What to produce:
From the first line to the last, output the records exactly and drop any images.
----- Dataset extract
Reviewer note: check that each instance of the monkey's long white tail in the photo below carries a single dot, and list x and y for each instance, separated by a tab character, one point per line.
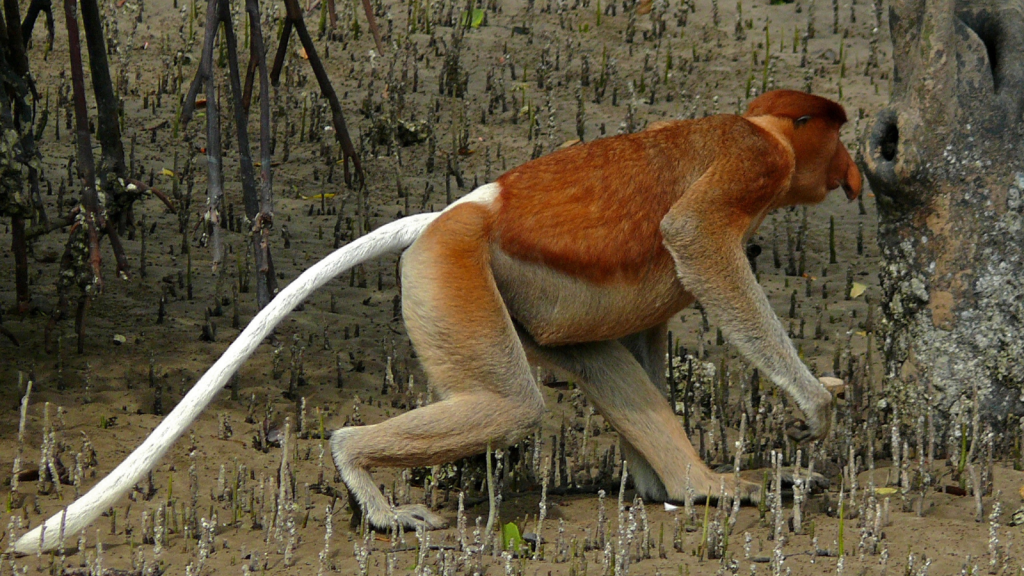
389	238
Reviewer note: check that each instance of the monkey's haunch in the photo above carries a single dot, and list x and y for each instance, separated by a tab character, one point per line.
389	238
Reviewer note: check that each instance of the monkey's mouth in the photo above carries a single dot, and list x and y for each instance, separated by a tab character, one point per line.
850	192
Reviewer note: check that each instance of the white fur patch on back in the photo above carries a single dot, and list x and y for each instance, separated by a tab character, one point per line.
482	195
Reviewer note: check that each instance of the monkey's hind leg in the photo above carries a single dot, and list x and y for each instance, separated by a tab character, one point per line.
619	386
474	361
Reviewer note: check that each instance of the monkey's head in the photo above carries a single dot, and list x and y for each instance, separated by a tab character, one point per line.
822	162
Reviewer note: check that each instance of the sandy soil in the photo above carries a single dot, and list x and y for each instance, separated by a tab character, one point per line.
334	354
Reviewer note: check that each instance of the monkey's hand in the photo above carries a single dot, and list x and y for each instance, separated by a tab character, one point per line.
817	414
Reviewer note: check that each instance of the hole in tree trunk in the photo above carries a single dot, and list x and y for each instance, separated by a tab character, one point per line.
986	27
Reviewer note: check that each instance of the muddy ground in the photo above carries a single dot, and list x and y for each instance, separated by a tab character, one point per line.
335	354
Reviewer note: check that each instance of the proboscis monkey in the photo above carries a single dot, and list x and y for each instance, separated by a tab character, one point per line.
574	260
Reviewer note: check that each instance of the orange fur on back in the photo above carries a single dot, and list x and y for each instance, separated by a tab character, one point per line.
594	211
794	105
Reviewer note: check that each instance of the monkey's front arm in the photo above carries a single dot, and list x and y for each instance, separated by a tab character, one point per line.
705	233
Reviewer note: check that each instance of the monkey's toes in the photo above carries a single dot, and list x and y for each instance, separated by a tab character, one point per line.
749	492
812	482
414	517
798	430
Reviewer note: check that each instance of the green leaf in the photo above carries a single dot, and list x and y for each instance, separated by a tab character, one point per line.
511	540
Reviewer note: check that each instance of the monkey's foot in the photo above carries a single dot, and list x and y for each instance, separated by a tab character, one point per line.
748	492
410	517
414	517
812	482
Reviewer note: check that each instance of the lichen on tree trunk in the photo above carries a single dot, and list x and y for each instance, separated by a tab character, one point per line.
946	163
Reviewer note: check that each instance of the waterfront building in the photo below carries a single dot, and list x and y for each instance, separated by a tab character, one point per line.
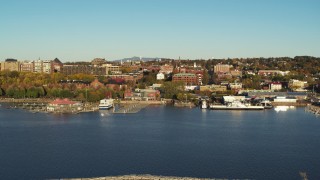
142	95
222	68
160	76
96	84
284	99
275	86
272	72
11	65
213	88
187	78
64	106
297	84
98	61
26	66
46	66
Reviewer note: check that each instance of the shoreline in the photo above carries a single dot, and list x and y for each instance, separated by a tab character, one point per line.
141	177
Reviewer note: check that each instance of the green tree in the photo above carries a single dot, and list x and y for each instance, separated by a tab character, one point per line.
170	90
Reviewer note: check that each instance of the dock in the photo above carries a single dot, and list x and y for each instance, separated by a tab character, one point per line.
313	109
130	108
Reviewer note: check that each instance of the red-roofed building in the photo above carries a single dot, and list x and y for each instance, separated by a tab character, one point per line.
----------
Answer to this exercise:
Reviewer note: check that each instance of the monkey's long white tail in the photo below carries a single dot, and list x and y for each instance, separated by a tab character, one point per line.
389	238
Reviewer note: check that each instance of the monkey's haunch in the photo above carries a single dot, and list x and y for each instance, separated by a tab character, one point per line.
389	238
Reviewer note: check that each instance of the monkey's mouth in the photo above carries a single dot, and list x and y for each instance, separated by a tab character, one point per line.
850	192
Reviewer note: check that each instance of the white fur patch on back in the photo above carries a single dot, and list x and y for each instance, separated by a tab character, one point per line.
482	195
Reviewer note: check that each instance of the monkey's hind leg in the photo above carries a single dot, and list x and y for each instance, separated by a tab character, one point per line.
619	386
474	361
Reviewer note: check that each instance of the monkey's head in the photo above carries a single dot, and list x and y for each instance, separated by a tab character, one point per line.
822	162
Reviewer note: check that each instance of the sandy soil in the photo above carries a single dot, and list x and y for each instance, separated by a tab character, one point per line.
334	354
Reviewer note: check that each instance of the monkey's hand in the photo above carries a single dot, and list x and y for each instance, separated by a tab character, one point per line.
817	414
Reviewer note: check that each instance of the hole in tree trunk in the photo above carries a single dot, and list x and y for each instance, separated by a tab character, one point per line.
986	27
Reviewer note: check that each instance of the muddy ground in the photo above carries a single dot, and list x and y for each instance, separated by a tab character, one point per line.
335	354
Reviewer note: check that each instance of the proboscis monkey in the photo above carries a single dot, and list x and y for each instance, separated by a tab character, one point per line.
574	260
Reviewer note: check that each instance of the orange fur on back in the photo above carries a single dot, and list x and y for each instance, separated by a tab character, one point per line.
594	211
794	105
Reviewer note: check that each instance of the monkey's front arm in the photo above carries a single dot, and list x and y for each instance, separated by a tab character, one point per line.
705	233
Reviewer note: check that each instance of the monkey's toes in the photo above carries a single dot, and list x and y for each instance, separated by a tab character, one point per line.
749	492
812	482
414	517
798	430
Reviewer note: check that each instance of the green leaf in the photo above carries a single dot, and list x and y for each instance, separated by a tab character, one point per line.
511	540
Reviewer note: check that each instance of the monkey's foot in the photo above carries a single dot, and list x and y for each instance, separated by a tab character, one point per line.
748	492
410	517
414	517
812	482
Reviewer note: check that each instance of the lichen on tree trunk in the photo above carries a single dot, and list x and y for each instance, separated by a tab character, one point per line.
946	163
Reviewer note: check that each instance of the waterfront building in the photo below carries a single dot, and list x and y for each instance, separated by a tab character, one point per line.
142	95
222	68
160	76
96	84
284	99
275	86
272	72
11	65
213	88
187	78
64	106
297	84
98	61
26	66
46	66
Reviewer note: check that each instance of the shoreline in the photo above carries a single dot, and list x and y for each instance, separated by a tab character, one point per line.
141	177
Reviewer note: check that each instance of the green tree in the photo above carries a single dot, and list x and y for each instance, separated by a tab character, one point per line.
170	90
Reviewer note: check that each instance of the dock in the photo above carries a single dot, and list x and y for each instance, separated by a tab character, one point per line.
313	109
130	108
Reviewer note: check that each instance of the red-roofed building in the photo above carries a single dot, and list x and y for each instance, separated by a tab character, one point per line.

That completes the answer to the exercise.